>> Begin Records supplied
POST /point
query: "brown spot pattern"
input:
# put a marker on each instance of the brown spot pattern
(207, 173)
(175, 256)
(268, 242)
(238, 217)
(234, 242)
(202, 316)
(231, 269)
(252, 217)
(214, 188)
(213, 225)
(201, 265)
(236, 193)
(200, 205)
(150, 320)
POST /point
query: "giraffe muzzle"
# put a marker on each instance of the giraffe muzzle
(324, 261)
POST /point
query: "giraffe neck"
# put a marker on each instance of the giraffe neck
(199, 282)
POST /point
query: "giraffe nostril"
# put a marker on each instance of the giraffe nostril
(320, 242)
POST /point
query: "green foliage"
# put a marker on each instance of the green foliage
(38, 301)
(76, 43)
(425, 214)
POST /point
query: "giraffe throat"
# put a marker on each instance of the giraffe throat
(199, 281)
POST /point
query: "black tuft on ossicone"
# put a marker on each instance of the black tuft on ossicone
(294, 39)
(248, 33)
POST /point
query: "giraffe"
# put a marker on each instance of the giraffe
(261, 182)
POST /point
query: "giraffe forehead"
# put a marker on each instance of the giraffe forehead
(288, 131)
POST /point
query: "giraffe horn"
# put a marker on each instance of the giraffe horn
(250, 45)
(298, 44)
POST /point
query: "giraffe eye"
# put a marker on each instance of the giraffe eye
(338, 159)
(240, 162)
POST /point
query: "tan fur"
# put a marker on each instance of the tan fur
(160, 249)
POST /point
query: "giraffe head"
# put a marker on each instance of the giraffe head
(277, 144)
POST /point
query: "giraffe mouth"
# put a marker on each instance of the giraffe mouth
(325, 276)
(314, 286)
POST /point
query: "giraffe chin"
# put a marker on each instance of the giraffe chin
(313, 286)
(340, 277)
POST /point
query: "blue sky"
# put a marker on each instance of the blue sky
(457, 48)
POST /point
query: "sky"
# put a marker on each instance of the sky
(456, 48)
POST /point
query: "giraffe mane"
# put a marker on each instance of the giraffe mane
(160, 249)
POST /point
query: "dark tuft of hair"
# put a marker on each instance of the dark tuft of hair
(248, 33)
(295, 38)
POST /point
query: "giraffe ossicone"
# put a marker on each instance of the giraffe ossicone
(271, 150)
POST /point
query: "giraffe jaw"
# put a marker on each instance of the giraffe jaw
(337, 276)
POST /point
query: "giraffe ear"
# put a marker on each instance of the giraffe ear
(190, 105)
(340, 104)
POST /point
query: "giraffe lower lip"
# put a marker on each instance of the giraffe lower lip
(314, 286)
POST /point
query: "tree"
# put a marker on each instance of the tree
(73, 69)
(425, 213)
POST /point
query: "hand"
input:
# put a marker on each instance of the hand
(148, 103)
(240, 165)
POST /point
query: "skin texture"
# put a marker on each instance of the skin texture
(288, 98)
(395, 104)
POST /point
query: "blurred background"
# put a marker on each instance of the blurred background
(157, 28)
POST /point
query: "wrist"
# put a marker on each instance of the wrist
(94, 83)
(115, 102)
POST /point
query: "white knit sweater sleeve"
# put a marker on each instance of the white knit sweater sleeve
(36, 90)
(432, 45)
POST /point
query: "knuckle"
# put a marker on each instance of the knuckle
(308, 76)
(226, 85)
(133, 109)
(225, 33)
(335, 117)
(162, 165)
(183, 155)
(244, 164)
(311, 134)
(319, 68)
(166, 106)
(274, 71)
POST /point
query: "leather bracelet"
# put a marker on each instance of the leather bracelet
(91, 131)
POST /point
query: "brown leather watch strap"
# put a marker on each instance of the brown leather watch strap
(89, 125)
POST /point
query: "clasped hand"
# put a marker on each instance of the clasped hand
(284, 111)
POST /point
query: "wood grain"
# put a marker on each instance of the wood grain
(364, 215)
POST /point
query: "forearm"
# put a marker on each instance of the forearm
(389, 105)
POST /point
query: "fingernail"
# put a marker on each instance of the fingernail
>> End Records supplied
Exactly as written above, please repeat the entries.

- **Written reply**
POST /point
query: "brown spot pattern"
input:
# put a marker on each instance of the brown spot pattern
(207, 173)
(175, 256)
(268, 242)
(238, 217)
(234, 242)
(202, 316)
(231, 269)
(252, 217)
(214, 188)
(213, 225)
(201, 265)
(236, 193)
(200, 205)
(150, 320)
POST /point
query: "giraffe muzzle"
# put a marker on each instance of the giraffe muzzle
(324, 261)
POST /point
query: "giraffe neck"
# put a marker on each instance of the giraffe neck
(199, 282)
POST /point
query: "giraffe nostril"
# put a marker on each instance of the giraffe nostril
(320, 242)
POST /point
query: "green foliage"
# put a marker on each instance of the green foliage
(38, 301)
(76, 43)
(425, 214)
POST /point
query: "giraffe throat"
# put a marker on each instance of the giraffe throat
(199, 281)
POST /point
query: "black tuft on ossicone"
# put a marker on each instance of the black tuft on ossicone
(294, 39)
(248, 33)
POST /point
query: "giraffe"
# put a marker on each instance of the giraffe
(261, 182)
POST /point
query: "giraffe forehead"
# put a marker on each instance of the giraffe forehead
(288, 131)
POST /point
query: "giraffe horn"
# put a marker on each instance of the giraffe horn
(250, 45)
(298, 44)
POST /point
query: "giraffe eye"
# put a marker on each instance of the giraffe eye
(338, 159)
(240, 162)
POST /point
query: "tan fur"
# put a marker on each instance of the tan fur
(160, 249)
POST /point
query: "giraffe head"
# put a marker on each instance of the giraffe head
(277, 144)
POST /point
query: "giraffe mouth"
# put a marker on each instance of the giraffe mouth
(325, 276)
(314, 286)
POST /point
query: "giraffe chin"
# put a marker on each instance of the giraffe chin
(313, 286)
(340, 277)
POST /point
query: "blue sky"
# put a marker on each instance of the blue sky
(457, 48)
POST /point
query: "sky"
# put a marker on each instance of the sky
(456, 48)
POST /point
query: "giraffe mane"
# put a marker on each instance of the giraffe mane
(160, 249)
POST /point
query: "dark tuft of hair"
# put a marker on each instance of the dark tuft of hair
(248, 33)
(295, 38)
POST /point
query: "giraffe ossicone"
# put a marker on each instance of the giraffe ossicone
(271, 150)
POST /point
query: "giraffe jaw"
# put a marker on each instance of the giraffe jaw
(337, 276)
POST /point
query: "giraffe ear"
# put a marker on each instance of the giraffe ear
(190, 105)
(340, 104)
POST /point
query: "giraffe lower lip"
# put a marker on each instance of the giraffe lower lip
(314, 286)
POST /point
query: "tree"
# put a marker on each instance of the tree
(73, 69)
(425, 213)
POST /point
query: "hand"
input:
# put a marker on each instance of the hand
(148, 103)
(240, 165)
POST /point
query: "skin texture"
# put a marker on each instance of the skin texture
(288, 98)
(395, 104)
POST /point
query: "blurred background"
# put a marker on each instance of the blurred background
(157, 28)
POST /point
query: "wrist"
# put a marker on each instance of the wrist
(94, 83)
(115, 102)
POST /point
query: "white knit sweater sleeve"
# put a marker on each instance of the white knit sweater sleeve
(36, 90)
(432, 45)
POST /point
query: "knuckle"
# put a marker on each instance of the knuckle
(308, 76)
(226, 85)
(133, 109)
(225, 33)
(335, 117)
(162, 165)
(183, 155)
(244, 164)
(311, 134)
(319, 68)
(166, 106)
(274, 71)
POST /point
query: "leather bracelet"
# put a marker on each instance of the leather bracelet
(91, 131)
POST /point
query: "brown leather watch strap"
# put a marker on each instance of the brown leather watch strap
(89, 125)
POST /point
query: "clasped hand"
# put a marker on each instance of the clasped hand
(284, 111)
POST /point
query: "wood grain"
# put a marker on each instance of the wood grain
(364, 215)
POST /point
query: "forearm"
# put a marker on each instance of the forearm
(389, 105)
POST /point
query: "fingernail"
# put a marker on each instance of the fingernail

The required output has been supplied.